(Region pointing data)
· · · · ·

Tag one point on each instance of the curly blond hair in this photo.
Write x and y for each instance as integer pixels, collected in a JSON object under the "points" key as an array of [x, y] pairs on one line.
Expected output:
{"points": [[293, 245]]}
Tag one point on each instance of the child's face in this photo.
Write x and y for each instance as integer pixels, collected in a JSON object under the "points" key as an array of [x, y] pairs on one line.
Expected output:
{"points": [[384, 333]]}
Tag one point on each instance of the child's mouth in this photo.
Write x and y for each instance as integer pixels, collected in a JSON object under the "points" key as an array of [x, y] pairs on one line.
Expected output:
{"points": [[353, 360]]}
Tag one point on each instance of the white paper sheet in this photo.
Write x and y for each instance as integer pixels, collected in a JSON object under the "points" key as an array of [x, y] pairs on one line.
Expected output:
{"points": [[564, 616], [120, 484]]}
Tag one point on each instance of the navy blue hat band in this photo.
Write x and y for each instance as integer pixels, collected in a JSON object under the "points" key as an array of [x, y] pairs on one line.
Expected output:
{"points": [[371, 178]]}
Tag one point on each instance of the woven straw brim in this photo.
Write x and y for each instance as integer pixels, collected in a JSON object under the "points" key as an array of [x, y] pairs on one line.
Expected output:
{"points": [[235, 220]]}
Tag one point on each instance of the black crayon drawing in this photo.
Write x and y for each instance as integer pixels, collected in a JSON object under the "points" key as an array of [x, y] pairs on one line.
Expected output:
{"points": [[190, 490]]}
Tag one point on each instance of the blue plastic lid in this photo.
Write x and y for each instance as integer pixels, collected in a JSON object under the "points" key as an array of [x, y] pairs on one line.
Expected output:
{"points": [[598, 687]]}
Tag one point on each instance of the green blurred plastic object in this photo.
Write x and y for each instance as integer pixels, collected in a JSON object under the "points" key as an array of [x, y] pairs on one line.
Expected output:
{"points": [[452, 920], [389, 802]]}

· · · · ·

### Task description
Set down all of the data above again, exactly.

### Answer box
Tag one point on each instance of the curly blond hair in this photo.
Write x and y for each instance as integer pixels, collected in a JSON object under the "points" key as an array of [x, y] pairs on one line.
Expected output:
{"points": [[293, 245]]}
Tag one point on each instance of the child's face in this photo.
Write x and y for each instance as integer pixels, collected in a JSON object under the "points" key as an array of [x, y] pairs on one line.
Expected output:
{"points": [[384, 333]]}
Tag one point on each instance of the child's mouth in this photo.
Write x and y for each instance as integer pixels, collected in a JSON object under the "points" key as an array of [x, y] pairs on one line.
Expected output:
{"points": [[353, 360]]}
Tag one point on each instance of the white paper sheet in this photo.
Write x and y for each instance as integer pixels, collected in a JSON object under the "points" key as an array of [x, y] pairs on one line.
Expected output:
{"points": [[564, 616], [120, 484]]}
Tag one point on each instance of the navy blue hat band in this photo.
Write x and y for each instance as integer pixels, collected in a JSON object under the "points" key as an array of [x, y] pairs on one line.
Expected output:
{"points": [[371, 178]]}
Tag one point on each instance of the woven straw brim in this photo.
Write x and y for each instance as integer pixels, collected in a JSON object under the "points" key as an array of [x, y] pairs on one line.
Expected output:
{"points": [[235, 220]]}
Tag one point on each instance of the black crayon drawing in this photo.
Write x and y for each instance as integer pixels, collected in a JSON object under the "points" key as an array of [x, y] pairs on one line.
Expected output:
{"points": [[190, 490]]}
Tag one point on each instance of the blue plastic lid in this photo.
Write x and y for each instance as integer pixels, collected in a JSON object under the "points" key as an array of [x, y] pairs on one line.
Expected output:
{"points": [[598, 687]]}
Tag one point on each instance of the green blurred plastic object in this photo.
Write x and y for each instance as integer pixels, collected in a JSON object under the "points" key as an array of [x, y] pairs on one line.
Expected output:
{"points": [[452, 920], [389, 802]]}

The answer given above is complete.